Bounding box annotation entries:

▼▼▼

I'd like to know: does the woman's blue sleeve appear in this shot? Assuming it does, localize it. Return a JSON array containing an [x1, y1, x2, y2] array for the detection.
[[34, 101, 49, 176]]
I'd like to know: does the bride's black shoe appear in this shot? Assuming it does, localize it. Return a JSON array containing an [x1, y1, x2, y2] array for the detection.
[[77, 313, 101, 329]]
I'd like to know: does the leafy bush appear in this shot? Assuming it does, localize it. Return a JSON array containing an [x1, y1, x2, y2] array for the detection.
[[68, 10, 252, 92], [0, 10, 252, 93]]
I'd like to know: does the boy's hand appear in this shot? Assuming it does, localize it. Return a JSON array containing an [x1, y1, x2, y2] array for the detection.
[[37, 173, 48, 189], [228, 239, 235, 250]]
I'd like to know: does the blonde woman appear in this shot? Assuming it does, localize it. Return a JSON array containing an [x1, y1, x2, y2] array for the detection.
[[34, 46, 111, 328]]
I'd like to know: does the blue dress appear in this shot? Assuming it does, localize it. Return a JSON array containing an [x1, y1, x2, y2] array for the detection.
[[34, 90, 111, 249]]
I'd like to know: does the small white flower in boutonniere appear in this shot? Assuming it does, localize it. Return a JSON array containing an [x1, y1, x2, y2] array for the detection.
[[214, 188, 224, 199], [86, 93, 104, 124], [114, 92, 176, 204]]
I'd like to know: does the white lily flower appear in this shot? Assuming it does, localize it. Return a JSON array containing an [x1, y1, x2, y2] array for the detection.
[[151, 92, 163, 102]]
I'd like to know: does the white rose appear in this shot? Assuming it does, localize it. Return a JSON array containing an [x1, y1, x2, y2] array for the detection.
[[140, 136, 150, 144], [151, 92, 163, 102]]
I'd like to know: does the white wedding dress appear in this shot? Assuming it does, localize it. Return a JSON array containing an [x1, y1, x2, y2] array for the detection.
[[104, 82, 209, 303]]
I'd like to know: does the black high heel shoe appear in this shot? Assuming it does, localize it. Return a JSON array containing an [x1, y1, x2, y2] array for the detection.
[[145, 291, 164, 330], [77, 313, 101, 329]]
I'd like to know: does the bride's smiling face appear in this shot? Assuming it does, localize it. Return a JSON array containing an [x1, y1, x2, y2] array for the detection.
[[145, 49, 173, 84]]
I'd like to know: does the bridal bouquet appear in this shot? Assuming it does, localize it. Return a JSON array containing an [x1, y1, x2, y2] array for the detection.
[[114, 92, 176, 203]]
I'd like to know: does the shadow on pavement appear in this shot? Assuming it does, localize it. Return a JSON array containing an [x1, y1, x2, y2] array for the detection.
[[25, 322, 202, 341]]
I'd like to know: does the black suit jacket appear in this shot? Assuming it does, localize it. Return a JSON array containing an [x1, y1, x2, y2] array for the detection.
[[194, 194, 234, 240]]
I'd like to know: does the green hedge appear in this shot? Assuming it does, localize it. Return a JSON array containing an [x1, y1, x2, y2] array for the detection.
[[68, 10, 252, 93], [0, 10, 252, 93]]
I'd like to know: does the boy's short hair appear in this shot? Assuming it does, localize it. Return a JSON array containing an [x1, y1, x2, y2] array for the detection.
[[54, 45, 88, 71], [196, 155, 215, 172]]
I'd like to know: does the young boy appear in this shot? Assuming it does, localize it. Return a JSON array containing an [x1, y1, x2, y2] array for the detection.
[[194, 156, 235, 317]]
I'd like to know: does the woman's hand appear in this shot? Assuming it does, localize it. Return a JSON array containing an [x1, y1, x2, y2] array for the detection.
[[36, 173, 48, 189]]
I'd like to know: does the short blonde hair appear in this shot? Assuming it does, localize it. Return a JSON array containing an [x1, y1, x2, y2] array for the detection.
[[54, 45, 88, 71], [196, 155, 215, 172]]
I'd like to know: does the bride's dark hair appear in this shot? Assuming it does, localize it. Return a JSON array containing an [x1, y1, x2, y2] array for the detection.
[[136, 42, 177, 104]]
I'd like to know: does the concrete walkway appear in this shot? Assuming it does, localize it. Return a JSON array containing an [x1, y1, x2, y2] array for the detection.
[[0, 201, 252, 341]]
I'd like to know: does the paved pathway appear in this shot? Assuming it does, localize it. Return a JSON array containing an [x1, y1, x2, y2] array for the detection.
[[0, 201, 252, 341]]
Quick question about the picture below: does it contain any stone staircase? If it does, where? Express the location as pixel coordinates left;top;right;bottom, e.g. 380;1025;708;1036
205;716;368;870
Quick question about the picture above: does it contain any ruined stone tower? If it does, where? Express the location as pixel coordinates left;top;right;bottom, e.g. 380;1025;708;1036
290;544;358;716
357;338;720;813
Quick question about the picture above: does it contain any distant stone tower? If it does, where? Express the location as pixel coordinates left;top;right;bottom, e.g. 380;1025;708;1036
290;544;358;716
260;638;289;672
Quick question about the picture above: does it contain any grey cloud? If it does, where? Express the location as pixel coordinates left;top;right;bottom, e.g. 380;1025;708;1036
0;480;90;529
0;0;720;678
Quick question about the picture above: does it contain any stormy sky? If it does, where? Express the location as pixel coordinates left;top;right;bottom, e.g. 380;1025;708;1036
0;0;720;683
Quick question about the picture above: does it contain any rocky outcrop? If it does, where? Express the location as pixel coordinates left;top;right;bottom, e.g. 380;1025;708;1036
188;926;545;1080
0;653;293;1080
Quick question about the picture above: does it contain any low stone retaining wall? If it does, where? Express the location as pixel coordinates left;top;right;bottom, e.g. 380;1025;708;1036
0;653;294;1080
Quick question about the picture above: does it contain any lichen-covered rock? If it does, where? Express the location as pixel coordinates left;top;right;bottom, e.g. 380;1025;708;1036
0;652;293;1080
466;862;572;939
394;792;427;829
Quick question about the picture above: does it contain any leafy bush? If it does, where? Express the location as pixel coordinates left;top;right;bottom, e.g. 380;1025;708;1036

▲▲▲

Locate every row that contains the word "tower", treating uppercase and lowercase as different, and copy each of those rows in full.

» FINISHED EXERCISE
Quick question about the picture above: does it contain any ruined stone tower? If it does, where? Express the location as pixel coordinates left;top;right;bottom, e.g. 380;1025;708;1036
Quick question about the picture above: does it contain any distant stone tower? If it does, where? Express the location as pixel coordinates left;top;right;bottom, e.g. 380;1025;708;1036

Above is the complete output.